====== FRAGMENTO

Tuve oportunidad de dar unas vueltas caminando en torno a toda la Punta, y luego recorrer el bosque y sus aledaños. Lo primero que añoré, fue que desde hace muchos años desapareció en hotel La Cigale, con su construcción franco-normanda típica. Fue reemplazado por un anodino edificio, típico de los que son lindos para habitarlos -por la incomparable vista- pero no para ser vistos.

Caminando siempre por la costanera del lado del puerto, vi que también habían transformado la histórica casa de los Escasany en un restaurante, al que prontamente le pintaron sus blancas paredes de un color turquesa insoportable. Pero ya se sabe, sobre gustos.

Luego caería en la cuenta que también desparecieron El Ciclista y Los Caracoles, en los alrededores de lo que fuera el Hotel Biarritz.

Seguí andando y extrañé la ausencia de Blue Cheese, que lo llevó puesto la implacable agencia recaudadora de impuestos del Uruguay. Llegué al puerto y vi con tristeza que el Yacht Club Uruguayo había desmontado su restaurante.

En el lugar que estuviera el restaurante y en algún momento club nocturno, Boca Chica, exhibe un moderno gimnasio. Las veredas donde se ubicaban los vendedores de pescados y mariscos que acercaba el SOYP, que en otoño se ampliaba la oferta a magníficos hongos del bosque, me pareció que había que incorporarlos a lo que se fue.

============
====== LOS DATOS

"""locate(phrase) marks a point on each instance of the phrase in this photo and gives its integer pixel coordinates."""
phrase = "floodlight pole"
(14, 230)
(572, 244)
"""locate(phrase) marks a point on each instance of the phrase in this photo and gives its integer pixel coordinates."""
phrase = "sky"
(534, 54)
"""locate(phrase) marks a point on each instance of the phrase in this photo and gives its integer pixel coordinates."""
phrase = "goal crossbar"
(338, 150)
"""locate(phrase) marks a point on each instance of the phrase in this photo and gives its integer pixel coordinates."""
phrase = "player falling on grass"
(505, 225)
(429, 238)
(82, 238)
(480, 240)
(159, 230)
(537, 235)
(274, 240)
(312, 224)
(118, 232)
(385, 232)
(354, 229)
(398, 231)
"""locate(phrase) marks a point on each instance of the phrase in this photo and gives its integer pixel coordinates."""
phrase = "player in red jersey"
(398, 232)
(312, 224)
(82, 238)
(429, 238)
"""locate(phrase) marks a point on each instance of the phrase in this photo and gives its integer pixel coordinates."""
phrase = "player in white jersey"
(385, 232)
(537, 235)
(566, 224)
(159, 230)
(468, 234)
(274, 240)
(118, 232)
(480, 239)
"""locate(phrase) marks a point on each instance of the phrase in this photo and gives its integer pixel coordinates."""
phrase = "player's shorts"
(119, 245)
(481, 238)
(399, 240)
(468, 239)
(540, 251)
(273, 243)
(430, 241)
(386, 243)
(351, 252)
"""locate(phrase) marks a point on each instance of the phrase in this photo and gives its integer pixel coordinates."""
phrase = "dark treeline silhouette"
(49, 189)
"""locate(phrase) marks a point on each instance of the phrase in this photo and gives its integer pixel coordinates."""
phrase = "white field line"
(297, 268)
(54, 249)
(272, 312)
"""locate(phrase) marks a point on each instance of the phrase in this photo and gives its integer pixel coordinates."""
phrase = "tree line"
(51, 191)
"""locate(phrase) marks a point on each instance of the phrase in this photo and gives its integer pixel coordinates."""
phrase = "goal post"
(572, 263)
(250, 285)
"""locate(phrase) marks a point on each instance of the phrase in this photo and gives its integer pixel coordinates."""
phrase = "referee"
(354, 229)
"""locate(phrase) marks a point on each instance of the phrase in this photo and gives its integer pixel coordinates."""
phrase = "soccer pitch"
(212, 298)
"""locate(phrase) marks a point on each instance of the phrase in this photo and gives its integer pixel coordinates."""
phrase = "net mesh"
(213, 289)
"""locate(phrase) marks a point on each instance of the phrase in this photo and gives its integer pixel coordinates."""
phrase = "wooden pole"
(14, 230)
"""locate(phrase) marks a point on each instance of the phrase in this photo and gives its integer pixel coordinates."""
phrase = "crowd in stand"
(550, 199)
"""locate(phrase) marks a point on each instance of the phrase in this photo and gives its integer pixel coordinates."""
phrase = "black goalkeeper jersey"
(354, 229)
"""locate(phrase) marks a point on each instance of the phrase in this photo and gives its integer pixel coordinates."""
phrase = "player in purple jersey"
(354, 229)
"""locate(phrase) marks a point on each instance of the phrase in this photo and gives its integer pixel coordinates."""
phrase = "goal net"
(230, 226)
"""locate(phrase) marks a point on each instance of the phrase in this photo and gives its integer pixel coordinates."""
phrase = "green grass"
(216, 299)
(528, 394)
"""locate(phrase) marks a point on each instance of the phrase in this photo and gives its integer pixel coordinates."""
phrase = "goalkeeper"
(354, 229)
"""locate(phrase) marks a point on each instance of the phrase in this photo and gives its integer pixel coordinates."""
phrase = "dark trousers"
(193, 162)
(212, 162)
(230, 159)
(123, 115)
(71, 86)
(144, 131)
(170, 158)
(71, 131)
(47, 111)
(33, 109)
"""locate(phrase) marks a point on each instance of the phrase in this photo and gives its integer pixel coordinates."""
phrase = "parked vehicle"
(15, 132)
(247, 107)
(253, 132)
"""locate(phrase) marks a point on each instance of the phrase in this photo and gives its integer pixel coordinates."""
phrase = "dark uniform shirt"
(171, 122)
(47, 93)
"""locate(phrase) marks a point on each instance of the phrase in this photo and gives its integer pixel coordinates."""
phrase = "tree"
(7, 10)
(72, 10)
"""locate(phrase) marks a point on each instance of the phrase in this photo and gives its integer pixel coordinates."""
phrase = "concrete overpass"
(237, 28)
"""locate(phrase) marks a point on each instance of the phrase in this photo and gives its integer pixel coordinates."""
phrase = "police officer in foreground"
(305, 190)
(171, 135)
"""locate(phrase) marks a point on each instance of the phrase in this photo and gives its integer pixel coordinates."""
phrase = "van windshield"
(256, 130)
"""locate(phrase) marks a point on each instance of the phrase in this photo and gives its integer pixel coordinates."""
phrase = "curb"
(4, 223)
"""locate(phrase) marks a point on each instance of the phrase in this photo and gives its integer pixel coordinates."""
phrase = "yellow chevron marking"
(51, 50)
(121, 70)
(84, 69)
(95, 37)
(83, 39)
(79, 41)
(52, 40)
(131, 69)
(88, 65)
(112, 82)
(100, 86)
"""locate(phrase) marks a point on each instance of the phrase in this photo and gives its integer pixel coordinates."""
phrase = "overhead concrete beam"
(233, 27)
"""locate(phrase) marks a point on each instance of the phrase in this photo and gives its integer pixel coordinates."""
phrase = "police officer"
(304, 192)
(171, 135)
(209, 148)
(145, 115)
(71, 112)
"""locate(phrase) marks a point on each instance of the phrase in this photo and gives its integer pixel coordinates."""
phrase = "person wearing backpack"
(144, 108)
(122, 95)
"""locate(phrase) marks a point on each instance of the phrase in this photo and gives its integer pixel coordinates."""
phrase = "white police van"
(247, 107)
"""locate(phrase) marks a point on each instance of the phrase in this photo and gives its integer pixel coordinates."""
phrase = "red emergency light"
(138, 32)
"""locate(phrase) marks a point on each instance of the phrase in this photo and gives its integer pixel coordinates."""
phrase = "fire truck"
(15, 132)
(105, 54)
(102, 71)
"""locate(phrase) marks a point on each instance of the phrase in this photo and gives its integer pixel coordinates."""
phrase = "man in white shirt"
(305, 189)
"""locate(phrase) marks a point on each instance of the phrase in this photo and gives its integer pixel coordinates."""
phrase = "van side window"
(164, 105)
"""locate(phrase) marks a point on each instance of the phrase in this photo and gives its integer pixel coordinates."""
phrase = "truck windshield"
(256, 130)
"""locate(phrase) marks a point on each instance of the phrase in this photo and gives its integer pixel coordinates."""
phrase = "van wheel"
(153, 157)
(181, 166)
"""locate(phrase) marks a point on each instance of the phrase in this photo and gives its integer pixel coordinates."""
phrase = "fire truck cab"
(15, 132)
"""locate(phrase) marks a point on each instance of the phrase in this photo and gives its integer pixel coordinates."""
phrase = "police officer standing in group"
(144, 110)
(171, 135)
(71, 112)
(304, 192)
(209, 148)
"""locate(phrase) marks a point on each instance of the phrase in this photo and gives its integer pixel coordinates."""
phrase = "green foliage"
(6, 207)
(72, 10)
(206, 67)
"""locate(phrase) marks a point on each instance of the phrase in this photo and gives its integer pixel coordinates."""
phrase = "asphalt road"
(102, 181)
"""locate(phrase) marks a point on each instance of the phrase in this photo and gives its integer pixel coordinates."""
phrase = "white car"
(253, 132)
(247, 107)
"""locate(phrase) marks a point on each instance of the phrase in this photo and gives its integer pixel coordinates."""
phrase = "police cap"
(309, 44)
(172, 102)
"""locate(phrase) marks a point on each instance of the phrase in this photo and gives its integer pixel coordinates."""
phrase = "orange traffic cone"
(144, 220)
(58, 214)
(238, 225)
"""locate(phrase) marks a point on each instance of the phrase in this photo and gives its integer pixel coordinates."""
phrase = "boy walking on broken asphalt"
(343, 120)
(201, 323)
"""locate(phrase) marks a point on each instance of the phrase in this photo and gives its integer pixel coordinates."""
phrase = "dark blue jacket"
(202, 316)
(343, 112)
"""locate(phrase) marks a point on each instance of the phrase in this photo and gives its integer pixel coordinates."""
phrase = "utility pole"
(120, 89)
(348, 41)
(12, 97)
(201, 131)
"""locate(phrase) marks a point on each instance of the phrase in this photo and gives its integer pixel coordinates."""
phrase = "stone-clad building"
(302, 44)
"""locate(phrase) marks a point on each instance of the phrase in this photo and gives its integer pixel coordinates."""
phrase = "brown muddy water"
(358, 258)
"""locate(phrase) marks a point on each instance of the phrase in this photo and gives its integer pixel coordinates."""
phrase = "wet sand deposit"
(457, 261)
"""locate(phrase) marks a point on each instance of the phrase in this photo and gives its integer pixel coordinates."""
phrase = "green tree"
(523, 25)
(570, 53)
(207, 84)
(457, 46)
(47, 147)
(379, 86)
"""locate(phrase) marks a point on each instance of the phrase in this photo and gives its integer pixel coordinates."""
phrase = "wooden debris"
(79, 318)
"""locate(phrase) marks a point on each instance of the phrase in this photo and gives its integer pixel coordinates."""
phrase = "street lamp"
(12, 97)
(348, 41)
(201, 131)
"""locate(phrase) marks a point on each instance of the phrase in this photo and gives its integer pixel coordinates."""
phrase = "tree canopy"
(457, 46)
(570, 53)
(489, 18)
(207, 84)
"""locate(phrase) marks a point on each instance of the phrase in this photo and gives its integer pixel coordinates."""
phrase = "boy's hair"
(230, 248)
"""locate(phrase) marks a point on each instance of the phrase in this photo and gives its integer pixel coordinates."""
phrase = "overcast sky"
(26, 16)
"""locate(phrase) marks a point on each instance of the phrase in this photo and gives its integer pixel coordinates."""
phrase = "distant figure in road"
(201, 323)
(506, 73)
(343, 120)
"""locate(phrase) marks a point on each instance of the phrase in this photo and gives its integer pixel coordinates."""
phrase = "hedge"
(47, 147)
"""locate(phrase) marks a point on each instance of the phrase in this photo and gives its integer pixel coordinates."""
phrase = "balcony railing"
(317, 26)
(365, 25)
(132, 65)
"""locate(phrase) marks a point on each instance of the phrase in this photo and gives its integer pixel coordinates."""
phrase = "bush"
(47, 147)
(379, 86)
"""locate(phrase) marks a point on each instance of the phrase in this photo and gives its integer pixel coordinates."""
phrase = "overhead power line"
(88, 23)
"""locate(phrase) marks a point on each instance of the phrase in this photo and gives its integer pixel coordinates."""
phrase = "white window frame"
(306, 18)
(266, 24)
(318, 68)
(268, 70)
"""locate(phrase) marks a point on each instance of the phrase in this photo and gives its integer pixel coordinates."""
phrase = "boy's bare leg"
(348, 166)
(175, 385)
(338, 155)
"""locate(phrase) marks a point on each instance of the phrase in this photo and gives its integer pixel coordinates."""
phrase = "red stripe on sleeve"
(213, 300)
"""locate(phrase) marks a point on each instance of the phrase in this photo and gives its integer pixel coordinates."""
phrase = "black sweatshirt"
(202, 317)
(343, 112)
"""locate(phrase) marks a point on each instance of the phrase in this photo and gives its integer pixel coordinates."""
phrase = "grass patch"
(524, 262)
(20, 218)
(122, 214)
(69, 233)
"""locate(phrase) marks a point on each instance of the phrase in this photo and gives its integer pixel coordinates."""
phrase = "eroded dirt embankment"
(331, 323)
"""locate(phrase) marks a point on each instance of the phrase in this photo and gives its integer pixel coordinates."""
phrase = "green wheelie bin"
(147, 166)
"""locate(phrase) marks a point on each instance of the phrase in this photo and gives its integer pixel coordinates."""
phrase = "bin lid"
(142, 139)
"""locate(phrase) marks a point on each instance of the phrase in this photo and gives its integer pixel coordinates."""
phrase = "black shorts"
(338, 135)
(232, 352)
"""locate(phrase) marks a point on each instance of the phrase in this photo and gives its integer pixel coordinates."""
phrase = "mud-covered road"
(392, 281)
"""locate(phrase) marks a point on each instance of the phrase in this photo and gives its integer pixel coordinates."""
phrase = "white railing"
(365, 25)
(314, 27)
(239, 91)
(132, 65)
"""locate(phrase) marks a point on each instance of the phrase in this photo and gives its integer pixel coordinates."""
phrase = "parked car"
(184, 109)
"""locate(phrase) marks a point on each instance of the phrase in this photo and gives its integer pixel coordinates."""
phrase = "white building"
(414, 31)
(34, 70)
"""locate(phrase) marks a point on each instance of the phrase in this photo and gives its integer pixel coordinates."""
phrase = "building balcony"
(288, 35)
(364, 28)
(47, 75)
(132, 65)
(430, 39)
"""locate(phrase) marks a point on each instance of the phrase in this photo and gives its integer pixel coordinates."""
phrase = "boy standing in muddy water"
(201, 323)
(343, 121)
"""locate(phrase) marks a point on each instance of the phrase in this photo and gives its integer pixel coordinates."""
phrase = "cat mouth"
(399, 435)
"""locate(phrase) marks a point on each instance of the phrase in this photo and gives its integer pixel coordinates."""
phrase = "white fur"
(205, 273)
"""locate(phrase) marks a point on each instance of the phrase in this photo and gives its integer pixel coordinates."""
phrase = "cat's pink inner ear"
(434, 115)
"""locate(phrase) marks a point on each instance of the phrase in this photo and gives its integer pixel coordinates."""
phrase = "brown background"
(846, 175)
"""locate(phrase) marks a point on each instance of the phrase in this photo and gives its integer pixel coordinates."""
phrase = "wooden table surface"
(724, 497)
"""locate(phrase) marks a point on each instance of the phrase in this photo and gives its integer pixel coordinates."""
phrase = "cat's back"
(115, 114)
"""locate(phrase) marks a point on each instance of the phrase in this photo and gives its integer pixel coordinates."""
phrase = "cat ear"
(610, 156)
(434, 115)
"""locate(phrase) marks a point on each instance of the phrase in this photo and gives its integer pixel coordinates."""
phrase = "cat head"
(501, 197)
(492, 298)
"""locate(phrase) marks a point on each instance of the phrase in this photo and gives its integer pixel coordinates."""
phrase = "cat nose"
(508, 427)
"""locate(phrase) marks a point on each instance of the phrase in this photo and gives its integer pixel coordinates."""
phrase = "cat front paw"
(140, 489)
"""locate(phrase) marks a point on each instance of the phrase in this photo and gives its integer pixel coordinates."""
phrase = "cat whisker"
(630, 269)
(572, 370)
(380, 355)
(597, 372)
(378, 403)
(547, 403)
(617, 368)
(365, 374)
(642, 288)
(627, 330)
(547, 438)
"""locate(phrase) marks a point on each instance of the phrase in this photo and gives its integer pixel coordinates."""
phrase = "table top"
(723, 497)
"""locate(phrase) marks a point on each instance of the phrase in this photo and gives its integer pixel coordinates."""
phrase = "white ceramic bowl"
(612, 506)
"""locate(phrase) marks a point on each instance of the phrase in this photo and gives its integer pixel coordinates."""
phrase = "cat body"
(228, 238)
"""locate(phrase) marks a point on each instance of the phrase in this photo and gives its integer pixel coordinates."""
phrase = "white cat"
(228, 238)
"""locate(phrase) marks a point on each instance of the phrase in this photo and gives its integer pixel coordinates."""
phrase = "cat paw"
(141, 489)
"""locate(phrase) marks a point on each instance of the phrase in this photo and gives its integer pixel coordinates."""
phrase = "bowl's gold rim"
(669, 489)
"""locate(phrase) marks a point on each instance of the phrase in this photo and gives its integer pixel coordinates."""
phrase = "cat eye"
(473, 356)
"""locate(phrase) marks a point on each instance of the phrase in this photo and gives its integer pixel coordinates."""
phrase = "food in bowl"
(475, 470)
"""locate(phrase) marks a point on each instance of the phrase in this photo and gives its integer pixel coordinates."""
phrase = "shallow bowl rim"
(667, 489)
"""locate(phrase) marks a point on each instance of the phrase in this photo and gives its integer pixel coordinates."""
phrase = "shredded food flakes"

============

§ **ENUNCIADO A**:
Recopila cada línea de los registros que contenga la cadena "fire", distinguiendo entre mayúsculas y minúsculas.
§ **ENUNCIADO B**:
Prosigue el relato del paseo por la Punta a partir de su última oración.

§ **RESULTADO DE LA TAREA A**:
phrase = "fire truck"
phrase = "fire truck cab"

§ **RESULTADO DE LA TAREA B**:
Sarajevo

Luego se me ocurrió entrar en dirección al faro. Descubrí que el que fuera el modernísimo cine Concorde estaba en total estado de abandono y suciedad. Lo mismo sucede con la querida Tienda Sader, que regenteara en sus años de esplendor Emilio “El Turco” Sader, a quien la ciudad le ha dedicado una calle.

Ver el histórico Hotel Palace también en ruinas, pintarrajeado, con lo que fuera su restaurante tapiado con maderas, me generó la misma angustia que una visita a un lugar donde hasta hace poco hubo una guerra.

Unos metros más allá se ve que queda poco de lo que fuera el Hotel España. Casi enfrente, se ven las ruinas del que fuera el cine Ocean.

Nunca entendí porque, a veces, los municipios se comiden a intimar a los dueños de baldíos para que corten el pasto, pero no se sienten convocados a negociar con los dueños de edificios icónicos sobre el destino de éstos, antes de que se terminen de convertir en ruinas.

Continuando la vuelta

Pasado el sofocón de esa triste visión inaceptable e innecesaria en un balneario que sigue apostando a ser convocante del más alto turismo internacional, la normalidad vuelve a partir del faro y hacia la misma punta. Todo prolijo.

De pronto, viniendo por rambla costanera en dirección a San Rafael, descubrí el edificio abandonado del que fuera el restaurante Mariskonea. Nuevamente me pregunté si realmente estaba bien dejar hacer a los propietarios lo que quisieran, y que ese lugar, una edificación de estilo vasco maravillosa, ahora se vea transformada en un inmueble tapiado y pintarrajeado con crueldad, dejando a la vista la construcción que alguna vez fue su criadero de mejillones.

Caminando por la avenida Gorlero, añoré restaurantes como Strómboli o Catarí. Hasta la querida e histórica confitería La Fragata, cedió el lugar a una horrible casa de comidas rápidas. Sin duda, nada es ya lo que supo ser. E insisto, no me opongo de manera alguna al progreso, pero.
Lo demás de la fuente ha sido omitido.